INSTRUCTION - Retype all of the data exactly as given.

DATASET -
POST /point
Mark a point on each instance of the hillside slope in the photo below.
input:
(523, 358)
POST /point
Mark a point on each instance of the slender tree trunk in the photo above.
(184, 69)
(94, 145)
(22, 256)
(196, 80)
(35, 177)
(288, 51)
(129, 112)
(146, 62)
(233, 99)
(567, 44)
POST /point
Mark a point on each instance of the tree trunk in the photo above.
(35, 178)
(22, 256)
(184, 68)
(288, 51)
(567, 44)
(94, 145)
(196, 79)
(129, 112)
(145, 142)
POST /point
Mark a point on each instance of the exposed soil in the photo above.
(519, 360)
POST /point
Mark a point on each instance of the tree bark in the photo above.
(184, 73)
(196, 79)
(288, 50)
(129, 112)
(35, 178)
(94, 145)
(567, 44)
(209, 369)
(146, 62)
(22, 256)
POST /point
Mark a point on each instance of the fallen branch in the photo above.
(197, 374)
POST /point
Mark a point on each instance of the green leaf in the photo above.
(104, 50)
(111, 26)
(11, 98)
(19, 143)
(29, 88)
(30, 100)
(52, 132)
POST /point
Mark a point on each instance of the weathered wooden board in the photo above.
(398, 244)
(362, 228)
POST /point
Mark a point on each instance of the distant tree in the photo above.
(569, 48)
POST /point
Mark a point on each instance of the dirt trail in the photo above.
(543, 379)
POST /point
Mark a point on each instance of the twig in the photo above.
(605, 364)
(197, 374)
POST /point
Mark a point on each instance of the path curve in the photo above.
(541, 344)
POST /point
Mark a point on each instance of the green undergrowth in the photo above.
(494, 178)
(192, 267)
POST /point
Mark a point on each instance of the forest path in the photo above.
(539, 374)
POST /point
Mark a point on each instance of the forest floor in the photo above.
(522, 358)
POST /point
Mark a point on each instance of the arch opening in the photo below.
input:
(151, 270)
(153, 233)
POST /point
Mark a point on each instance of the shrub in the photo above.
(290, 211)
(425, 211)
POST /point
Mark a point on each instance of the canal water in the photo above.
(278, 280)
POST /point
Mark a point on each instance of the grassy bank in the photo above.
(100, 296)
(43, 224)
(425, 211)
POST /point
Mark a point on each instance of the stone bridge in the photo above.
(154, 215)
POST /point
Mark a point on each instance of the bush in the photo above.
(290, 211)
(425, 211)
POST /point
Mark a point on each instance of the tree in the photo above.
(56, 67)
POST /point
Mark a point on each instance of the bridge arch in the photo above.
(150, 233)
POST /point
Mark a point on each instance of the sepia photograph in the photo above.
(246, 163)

EXERCISE SOLUTION -
POST /point
Mark a point on each instance of the hillside slope in the photo below.
input:
(523, 358)
POST /point
Mark a point on each instance of the slender tree trunk in the photo above.
(184, 69)
(94, 145)
(22, 256)
(196, 80)
(35, 177)
(288, 51)
(129, 112)
(146, 62)
(233, 99)
(567, 44)
POST /point
Mark a point on each instance of the tree trunk in the photo above.
(35, 178)
(22, 256)
(184, 68)
(288, 51)
(567, 44)
(94, 145)
(196, 79)
(129, 112)
(145, 142)
POST /point
Mark a point on each instance of the exposed soil in the photo above.
(519, 360)
POST /point
Mark a point on each instance of the tree bark in the photo above.
(184, 73)
(196, 79)
(288, 50)
(129, 112)
(35, 178)
(94, 145)
(567, 44)
(209, 369)
(146, 62)
(22, 256)
POST /point
Mark a point on each instance of the fallen branch in the photo above.
(197, 374)
POST /point
Mark a point on each instance of the green leaf in the photo above.
(104, 50)
(111, 26)
(11, 98)
(19, 143)
(29, 88)
(30, 100)
(52, 132)
POST /point
Mark a point on each instance of the weathered wooden board in the photo above.
(398, 244)
(362, 228)
POST /point
Mark a point on each instance of the distant tree in the photo above.
(569, 48)
POST /point
Mark a point on each instance of the dirt trail in the photo above.
(543, 379)
POST /point
Mark a point on each instance of the twig in the photo above.
(605, 364)
(197, 374)
POST /point
Mark a point on each instance of the path curve in the photo above.
(541, 344)
POST /point
Mark a point on each instance of the green undergrowth in the photo above.
(494, 178)
(192, 267)
POST /point
Mark a point on each instance of the forest path in the photo above.
(539, 374)
POST /point
Mark a point on each instance of the forest floor in the photo above.
(522, 358)
POST /point
Mark a point on each instance of the arch opening in the photo below.
input:
(151, 270)
(153, 233)
POST /point
Mark a point on each instance of the shrub in the photo above.
(290, 211)
(425, 211)
POST /point
Mark a point on each instance of the canal water in the photo above.
(278, 280)
POST /point
Mark a point on each instance of the grassy bank in the photo above.
(100, 296)
(43, 224)
(425, 211)
POST /point
Mark a point on each instance of the stone bridge in the photo above.
(154, 215)
POST /point
Mark a point on each instance of the bush in the photo above.
(290, 211)
(425, 211)
POST /point
Mark a point on each instance of the tree in the photo above.
(56, 67)
POST /point
Mark a point on each instance of the bridge arch in the photo above.
(150, 233)
POST /point
Mark a point on each instance of the sepia photograph in the photo above.
(246, 163)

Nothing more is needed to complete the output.